Saved entries
::::
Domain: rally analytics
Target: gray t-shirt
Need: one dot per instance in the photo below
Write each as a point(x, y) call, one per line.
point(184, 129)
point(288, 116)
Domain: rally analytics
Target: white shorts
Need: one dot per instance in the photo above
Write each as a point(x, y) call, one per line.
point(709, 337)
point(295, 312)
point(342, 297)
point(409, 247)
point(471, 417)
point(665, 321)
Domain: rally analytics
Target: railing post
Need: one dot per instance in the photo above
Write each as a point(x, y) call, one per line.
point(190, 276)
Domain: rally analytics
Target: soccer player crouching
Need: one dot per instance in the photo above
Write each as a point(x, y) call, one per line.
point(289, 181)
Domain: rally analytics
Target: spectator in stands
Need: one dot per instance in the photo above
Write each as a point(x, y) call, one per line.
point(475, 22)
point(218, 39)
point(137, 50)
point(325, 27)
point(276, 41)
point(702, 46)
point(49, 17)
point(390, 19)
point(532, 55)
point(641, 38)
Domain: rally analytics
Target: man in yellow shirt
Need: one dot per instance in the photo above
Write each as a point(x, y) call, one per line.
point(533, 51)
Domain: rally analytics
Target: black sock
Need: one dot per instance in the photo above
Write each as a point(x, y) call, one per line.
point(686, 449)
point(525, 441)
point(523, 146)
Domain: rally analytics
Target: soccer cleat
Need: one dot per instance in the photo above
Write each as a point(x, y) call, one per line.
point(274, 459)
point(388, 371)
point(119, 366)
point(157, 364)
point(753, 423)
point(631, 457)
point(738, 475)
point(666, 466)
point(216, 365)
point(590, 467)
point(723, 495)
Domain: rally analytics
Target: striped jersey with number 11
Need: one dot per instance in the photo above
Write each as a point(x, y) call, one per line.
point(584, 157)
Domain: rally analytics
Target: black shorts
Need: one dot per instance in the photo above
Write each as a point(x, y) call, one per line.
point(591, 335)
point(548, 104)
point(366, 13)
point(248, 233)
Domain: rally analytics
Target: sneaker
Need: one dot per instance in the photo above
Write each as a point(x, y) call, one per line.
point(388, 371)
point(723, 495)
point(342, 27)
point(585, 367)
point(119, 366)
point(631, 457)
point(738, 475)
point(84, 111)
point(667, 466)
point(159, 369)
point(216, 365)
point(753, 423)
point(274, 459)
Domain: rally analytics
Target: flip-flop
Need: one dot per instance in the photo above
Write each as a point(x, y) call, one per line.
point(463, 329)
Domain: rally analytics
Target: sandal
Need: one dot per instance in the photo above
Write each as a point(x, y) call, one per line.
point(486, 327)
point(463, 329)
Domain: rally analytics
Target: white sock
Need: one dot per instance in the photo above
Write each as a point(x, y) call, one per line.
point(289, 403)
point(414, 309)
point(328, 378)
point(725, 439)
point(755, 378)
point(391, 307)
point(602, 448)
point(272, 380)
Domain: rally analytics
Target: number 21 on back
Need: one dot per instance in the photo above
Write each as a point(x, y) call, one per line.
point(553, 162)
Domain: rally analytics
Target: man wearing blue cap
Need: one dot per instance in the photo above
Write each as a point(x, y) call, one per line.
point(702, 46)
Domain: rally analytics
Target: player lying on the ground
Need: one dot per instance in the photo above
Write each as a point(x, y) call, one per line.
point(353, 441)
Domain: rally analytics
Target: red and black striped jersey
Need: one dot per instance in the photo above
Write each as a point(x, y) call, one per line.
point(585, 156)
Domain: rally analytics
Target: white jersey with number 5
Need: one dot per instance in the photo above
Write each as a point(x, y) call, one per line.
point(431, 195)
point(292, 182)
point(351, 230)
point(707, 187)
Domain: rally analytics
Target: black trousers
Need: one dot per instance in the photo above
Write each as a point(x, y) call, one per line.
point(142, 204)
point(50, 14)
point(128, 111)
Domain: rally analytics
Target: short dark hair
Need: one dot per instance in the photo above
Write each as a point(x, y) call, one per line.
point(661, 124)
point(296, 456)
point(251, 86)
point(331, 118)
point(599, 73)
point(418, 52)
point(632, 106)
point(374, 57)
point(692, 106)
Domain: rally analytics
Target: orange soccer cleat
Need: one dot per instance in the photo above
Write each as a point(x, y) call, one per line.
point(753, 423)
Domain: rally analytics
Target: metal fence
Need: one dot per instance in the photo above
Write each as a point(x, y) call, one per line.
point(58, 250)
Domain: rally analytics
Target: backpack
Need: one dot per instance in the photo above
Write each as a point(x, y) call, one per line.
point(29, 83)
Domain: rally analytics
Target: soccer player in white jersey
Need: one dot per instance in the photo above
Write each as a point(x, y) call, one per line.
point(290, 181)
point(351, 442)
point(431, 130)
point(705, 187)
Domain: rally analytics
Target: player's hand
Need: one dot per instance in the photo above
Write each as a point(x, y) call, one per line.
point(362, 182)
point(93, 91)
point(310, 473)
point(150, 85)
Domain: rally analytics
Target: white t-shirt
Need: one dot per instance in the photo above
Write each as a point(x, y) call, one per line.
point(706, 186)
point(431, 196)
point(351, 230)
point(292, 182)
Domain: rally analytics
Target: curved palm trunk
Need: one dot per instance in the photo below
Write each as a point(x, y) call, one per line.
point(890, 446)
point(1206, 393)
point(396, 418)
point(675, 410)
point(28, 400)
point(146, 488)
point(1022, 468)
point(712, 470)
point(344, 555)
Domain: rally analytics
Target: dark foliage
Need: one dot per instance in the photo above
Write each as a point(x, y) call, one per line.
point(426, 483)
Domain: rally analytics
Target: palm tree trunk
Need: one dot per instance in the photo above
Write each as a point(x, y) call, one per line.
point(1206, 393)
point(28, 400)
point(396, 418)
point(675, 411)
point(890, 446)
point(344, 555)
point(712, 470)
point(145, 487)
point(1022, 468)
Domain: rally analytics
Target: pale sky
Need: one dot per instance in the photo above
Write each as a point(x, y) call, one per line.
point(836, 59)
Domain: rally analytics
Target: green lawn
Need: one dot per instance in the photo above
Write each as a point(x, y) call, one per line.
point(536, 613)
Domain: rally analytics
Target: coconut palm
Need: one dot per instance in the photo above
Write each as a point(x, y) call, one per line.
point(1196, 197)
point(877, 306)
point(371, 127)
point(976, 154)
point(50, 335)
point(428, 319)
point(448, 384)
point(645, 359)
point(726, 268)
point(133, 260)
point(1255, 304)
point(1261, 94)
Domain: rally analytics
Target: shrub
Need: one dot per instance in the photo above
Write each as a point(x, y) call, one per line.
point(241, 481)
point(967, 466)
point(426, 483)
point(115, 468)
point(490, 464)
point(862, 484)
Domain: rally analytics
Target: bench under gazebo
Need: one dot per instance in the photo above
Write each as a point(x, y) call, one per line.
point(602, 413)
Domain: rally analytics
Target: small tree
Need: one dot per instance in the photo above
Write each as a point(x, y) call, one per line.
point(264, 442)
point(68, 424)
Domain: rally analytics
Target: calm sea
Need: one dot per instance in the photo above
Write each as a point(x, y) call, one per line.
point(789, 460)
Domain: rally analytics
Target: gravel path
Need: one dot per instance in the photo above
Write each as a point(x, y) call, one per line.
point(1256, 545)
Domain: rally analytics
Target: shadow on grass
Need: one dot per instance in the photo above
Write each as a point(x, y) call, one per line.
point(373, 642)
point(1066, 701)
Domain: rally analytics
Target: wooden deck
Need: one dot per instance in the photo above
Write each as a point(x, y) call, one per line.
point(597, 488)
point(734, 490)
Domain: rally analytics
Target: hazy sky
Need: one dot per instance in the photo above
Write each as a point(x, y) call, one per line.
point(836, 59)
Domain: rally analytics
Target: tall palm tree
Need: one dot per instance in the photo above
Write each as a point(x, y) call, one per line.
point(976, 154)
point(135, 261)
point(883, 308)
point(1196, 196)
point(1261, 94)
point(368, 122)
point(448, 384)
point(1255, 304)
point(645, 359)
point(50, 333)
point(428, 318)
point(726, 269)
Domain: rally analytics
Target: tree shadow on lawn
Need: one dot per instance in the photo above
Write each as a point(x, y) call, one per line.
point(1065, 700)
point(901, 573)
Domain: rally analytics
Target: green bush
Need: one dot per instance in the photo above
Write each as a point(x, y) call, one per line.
::::
__Short task__
Please transcribe every line of the items above, from the start of the items down to the line containing "point(665, 321)", including both ends.

__Result__
Domain: rally analytics
Target: gray t-shirt
Need: one dot per instance in the photo below
Write each as a point(x, y) call, one per line.
point(184, 129)
point(288, 116)
Domain: rally analytics
Target: white shorts
Need: one dot per instance in the photo above
Write each as a point(x, y) call, one per line.
point(709, 337)
point(295, 312)
point(342, 297)
point(409, 247)
point(471, 417)
point(665, 321)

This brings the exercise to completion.